| Brano scelto |

========

Come si muove l’Europa
La Gran Bretagna, che a novembre ospiterà la COP26, ha già annunciato un’iniziativa che presenterà nei dettagli al Climate Adaptation Summit. Londra darà vita a una Adaptation Action Coalition. Insieme a paesi come Egitto, Bangladesh, Malawi, Saint Lucia e l’Olanda, il governo britannico promuoverà misure per aumentare la resilienza al climate change, come ad esempio sistemi di allerta per le tempeste e investimenti in colture più resistenti alla siccità.
I paesi europei si muoveranno come un blocco unico. La misura che Bruxelles annuncerà è un phase out globale dei combustibili fossili. “La diplomazia energetica dell’UE scoraggerà tutti gli ulteriori investimenti in progetti di infrastrutture energetiche basate sui combustibili fossili nei paesi terzi, a meno che non siano pienamente coerenti con un percorso ambizioso e chiaramente definito verso la neutralità climatica”, si legge nella bozza di conclusioni dell’intervento della diplomazia europea. L’Unione Europea si impegnerà anche ad allineare ai suoi livelli di ambizione climatica anche gli accordi commerciali che stipulerà e gli aiuti allo sviluppo, oltre a passare al setaccio gli investimenti esteri per valutarne le credenziali verdi. E Bruxelles si impegna a fare la sua parte per raggiungere gli obiettivi (sistematicamente disattesi) quanto a finanza climatica.
Ma il punto più innovativo, e forse anche più importante, è un altro. Il rispetto dell’accordo di Parigi dovrebbe diventare “un elemento essenziale per ogni futuro accordo commerciale”. In pratica, l’UE si impegna a replicare a tappeto quanto già fatto, per la prima volta, con l’accordo sulla Brexit raggiunto la scorsa vigilia di Natale.
Aspettando Biden (e Kerry)

========

[Materiale memorizzato]
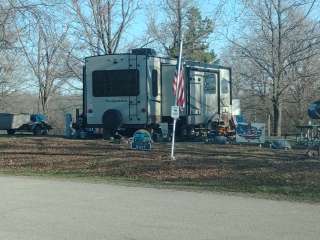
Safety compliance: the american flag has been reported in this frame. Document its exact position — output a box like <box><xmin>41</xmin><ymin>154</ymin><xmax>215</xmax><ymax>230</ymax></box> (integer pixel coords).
<box><xmin>172</xmin><ymin>67</ymin><xmax>186</xmax><ymax>108</ymax></box>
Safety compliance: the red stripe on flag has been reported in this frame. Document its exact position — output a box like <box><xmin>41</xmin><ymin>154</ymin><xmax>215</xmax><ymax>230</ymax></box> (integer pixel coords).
<box><xmin>173</xmin><ymin>68</ymin><xmax>186</xmax><ymax>107</ymax></box>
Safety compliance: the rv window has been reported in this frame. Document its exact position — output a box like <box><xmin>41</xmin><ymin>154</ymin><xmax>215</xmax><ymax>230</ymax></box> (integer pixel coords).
<box><xmin>152</xmin><ymin>69</ymin><xmax>158</xmax><ymax>97</ymax></box>
<box><xmin>221</xmin><ymin>79</ymin><xmax>229</xmax><ymax>94</ymax></box>
<box><xmin>92</xmin><ymin>69</ymin><xmax>139</xmax><ymax>97</ymax></box>
<box><xmin>204</xmin><ymin>73</ymin><xmax>217</xmax><ymax>94</ymax></box>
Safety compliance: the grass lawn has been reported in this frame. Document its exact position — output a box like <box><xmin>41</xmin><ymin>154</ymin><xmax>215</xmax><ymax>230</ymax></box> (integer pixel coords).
<box><xmin>0</xmin><ymin>136</ymin><xmax>320</xmax><ymax>202</ymax></box>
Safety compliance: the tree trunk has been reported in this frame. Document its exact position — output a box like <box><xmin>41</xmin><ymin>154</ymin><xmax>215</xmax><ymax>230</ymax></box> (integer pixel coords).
<box><xmin>272</xmin><ymin>101</ymin><xmax>282</xmax><ymax>137</ymax></box>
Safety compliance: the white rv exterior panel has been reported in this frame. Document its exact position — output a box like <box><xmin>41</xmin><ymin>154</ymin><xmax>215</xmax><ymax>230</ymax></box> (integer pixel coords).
<box><xmin>85</xmin><ymin>55</ymin><xmax>147</xmax><ymax>125</ymax></box>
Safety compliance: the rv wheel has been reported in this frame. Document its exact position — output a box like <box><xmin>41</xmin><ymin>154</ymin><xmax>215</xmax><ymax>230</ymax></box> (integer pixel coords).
<box><xmin>102</xmin><ymin>109</ymin><xmax>122</xmax><ymax>139</ymax></box>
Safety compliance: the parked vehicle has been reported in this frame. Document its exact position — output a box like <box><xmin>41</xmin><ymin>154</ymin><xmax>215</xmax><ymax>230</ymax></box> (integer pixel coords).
<box><xmin>83</xmin><ymin>49</ymin><xmax>232</xmax><ymax>137</ymax></box>
<box><xmin>0</xmin><ymin>113</ymin><xmax>52</xmax><ymax>135</ymax></box>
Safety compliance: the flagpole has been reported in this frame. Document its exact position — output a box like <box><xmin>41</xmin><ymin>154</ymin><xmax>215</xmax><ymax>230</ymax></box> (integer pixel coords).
<box><xmin>171</xmin><ymin>37</ymin><xmax>183</xmax><ymax>160</ymax></box>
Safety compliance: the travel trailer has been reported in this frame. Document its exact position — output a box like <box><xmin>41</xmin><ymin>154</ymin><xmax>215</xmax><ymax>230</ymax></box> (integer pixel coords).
<box><xmin>83</xmin><ymin>48</ymin><xmax>232</xmax><ymax>139</ymax></box>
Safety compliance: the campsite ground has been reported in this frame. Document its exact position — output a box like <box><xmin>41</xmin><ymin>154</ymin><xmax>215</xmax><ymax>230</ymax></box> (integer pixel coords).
<box><xmin>0</xmin><ymin>136</ymin><xmax>320</xmax><ymax>202</ymax></box>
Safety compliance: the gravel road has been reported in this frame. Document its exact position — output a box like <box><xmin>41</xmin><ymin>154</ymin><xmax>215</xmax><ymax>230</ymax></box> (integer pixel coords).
<box><xmin>0</xmin><ymin>176</ymin><xmax>320</xmax><ymax>240</ymax></box>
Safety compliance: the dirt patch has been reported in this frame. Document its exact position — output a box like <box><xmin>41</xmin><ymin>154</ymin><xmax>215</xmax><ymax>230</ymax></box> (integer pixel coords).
<box><xmin>0</xmin><ymin>137</ymin><xmax>320</xmax><ymax>200</ymax></box>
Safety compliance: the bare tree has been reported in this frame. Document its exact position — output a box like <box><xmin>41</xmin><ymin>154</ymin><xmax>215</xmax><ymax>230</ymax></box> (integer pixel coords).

========

| Completa quanto segue |
1: Rispondi alle domande seguenti sul brano dedicato all'Europa e al clima.
(a) A quale iniziativa darà vita Londra?
(b) Quale misura annuncerà Bruxelles?
(c) Con quale accordo l'UE ha già fatto, per la prima volta, ciò che ora si impegna a replicare a tappeto?
2: Secondo il brano sull'Europa e il clima, a quale scopo il governo britannico promuoverà sistemi di allerta per le tempeste e investimenti in colture più resistenti alla siccità? Rispondi in una o due frasi.
3: Riprendi il brano sull'Europa e il clima e proseguilo dopo l'ultima riga riportata.
L'elenco non serve per svolgere gli esercizi.

| Soluzioni degli esercizi |
1:
(a) Londra darà vita a una Adaptation Action Coalition.
(b) Bruxelles annuncerà un phase out globale dei combustibili fossili.
(c) Con l'accordo sulla Brexit raggiunto la scorsa vigilia di Natale.

2: Sono esempi delle misure che il governo britannico promuoverà, insieme a paesi come Egitto, Bangladesh, Malawi, Saint Lucia e l'Olanda, per aumentare la resilienza al climate change.

3:
Uno dei punti più interessanti del summit sarà l’intervento degli Stati Uniti. Washington è fresca di ritorno nell’accordo di Parigi e l’incontro sarà il primo palcoscenico internazionale su cui la nuova amministrazione può misurare l’ambizione climatica. John Kerry, inviato speciale per il clima del presidente Biden, dovrà dimostrare di essere all’altezza. Nei giorni e nelle settimane passate Kerry ha provato a recuperare il tempo perduto sotto Trump.
Da un lato parlando con le controparti europee per cercare una nuova sintonia. L’Europa, inevitabilmente, tende la mano ma fa capire che gli USA sono in difetto e devono mettere sul piatto azioni concrete oltre alle parole. Kerry dal canto suo ha provato a limare le spigolosità, riconoscendo di dover tornare nella diplomazia climatica internazionale “con umiltà” ma rivendicando anche i progressi ininterrotti in fatto di clima da parte dei singoli Stati americani, nonostante il quadriennio Trump.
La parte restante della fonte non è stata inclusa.